◆ PROBLEM DESCRIPTION
How many lines in the data below contain the word "hand"? Reply with the number alone.

◆ INPUT MATERIAL
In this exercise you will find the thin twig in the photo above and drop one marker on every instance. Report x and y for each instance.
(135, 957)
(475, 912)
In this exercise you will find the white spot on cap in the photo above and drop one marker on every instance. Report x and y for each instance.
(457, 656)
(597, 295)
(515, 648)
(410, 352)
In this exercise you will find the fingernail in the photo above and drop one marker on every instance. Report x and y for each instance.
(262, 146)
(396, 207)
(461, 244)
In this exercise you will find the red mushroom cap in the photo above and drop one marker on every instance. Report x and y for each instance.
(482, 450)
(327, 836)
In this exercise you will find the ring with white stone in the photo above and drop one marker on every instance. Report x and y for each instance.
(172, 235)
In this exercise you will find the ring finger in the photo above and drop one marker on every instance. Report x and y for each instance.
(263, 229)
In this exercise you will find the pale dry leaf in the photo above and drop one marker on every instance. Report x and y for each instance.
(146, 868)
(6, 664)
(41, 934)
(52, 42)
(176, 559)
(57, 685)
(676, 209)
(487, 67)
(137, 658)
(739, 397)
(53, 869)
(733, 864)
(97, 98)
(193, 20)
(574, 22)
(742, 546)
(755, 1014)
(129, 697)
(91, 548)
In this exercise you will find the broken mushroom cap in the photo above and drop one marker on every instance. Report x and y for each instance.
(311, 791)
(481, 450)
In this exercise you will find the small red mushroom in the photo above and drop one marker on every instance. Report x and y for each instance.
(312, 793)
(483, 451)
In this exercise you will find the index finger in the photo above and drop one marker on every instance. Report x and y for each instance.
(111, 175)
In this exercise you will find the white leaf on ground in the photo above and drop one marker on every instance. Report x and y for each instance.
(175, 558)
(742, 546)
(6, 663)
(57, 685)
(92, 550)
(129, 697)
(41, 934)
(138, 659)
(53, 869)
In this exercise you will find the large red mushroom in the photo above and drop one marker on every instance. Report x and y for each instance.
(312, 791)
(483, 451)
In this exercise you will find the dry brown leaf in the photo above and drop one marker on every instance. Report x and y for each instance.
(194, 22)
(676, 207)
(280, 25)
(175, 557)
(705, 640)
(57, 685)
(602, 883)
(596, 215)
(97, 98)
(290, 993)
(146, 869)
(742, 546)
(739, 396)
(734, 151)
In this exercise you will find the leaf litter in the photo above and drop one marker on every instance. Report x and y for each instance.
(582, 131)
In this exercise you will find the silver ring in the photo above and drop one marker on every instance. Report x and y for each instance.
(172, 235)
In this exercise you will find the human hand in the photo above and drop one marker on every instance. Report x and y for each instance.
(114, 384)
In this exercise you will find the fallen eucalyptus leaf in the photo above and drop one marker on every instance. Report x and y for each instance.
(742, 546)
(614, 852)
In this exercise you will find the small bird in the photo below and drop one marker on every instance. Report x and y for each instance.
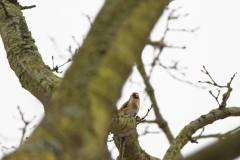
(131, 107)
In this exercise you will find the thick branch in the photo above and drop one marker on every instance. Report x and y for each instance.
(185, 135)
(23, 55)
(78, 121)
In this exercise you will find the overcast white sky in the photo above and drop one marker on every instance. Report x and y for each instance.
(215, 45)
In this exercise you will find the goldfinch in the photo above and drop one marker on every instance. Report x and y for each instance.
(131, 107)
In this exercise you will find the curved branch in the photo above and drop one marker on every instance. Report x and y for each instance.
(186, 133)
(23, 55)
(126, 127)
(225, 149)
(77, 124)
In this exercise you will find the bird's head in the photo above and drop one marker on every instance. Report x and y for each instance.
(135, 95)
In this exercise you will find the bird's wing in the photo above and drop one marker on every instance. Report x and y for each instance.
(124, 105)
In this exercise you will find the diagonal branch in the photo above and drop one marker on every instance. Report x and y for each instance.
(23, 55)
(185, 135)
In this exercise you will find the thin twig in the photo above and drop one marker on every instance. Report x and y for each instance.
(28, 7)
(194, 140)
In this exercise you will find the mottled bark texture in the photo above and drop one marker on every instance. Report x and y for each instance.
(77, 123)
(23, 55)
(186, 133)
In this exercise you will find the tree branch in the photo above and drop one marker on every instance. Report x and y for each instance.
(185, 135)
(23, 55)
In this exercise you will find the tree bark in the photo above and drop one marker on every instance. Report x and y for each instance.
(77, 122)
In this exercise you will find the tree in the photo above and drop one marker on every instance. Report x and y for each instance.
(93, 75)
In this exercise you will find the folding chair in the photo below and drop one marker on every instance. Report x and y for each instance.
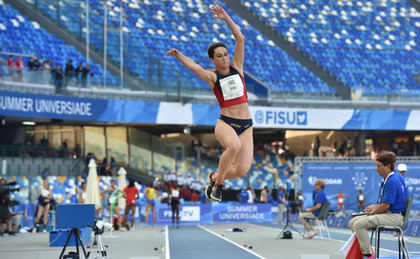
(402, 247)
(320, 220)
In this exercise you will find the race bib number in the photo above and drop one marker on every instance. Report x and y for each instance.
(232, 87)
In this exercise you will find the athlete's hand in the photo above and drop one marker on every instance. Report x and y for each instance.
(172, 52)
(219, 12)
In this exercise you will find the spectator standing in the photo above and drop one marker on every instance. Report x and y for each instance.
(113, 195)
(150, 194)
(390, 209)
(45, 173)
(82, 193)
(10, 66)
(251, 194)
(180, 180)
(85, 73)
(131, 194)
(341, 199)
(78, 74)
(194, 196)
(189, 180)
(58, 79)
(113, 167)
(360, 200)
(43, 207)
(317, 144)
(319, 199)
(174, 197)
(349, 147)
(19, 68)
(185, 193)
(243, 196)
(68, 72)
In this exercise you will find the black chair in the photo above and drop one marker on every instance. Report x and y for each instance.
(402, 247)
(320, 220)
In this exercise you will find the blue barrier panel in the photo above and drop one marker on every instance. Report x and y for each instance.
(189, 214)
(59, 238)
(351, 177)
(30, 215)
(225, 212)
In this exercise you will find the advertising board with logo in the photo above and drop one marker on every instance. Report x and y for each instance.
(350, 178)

...

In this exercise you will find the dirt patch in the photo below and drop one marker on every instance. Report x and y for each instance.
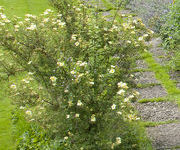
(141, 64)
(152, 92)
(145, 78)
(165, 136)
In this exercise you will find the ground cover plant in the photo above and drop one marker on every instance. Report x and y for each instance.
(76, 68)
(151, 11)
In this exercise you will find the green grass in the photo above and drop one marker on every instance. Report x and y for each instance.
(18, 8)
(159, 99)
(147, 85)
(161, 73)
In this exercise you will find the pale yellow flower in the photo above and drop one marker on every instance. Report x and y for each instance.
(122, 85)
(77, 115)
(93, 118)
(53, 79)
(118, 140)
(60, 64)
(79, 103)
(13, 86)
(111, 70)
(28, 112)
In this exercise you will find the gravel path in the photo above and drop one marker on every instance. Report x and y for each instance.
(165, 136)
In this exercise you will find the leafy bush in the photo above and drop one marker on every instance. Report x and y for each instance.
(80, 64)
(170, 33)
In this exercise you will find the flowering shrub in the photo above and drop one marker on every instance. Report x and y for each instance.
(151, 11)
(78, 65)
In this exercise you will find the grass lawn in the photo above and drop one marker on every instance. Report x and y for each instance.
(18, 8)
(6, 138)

◆ THE RESULT
2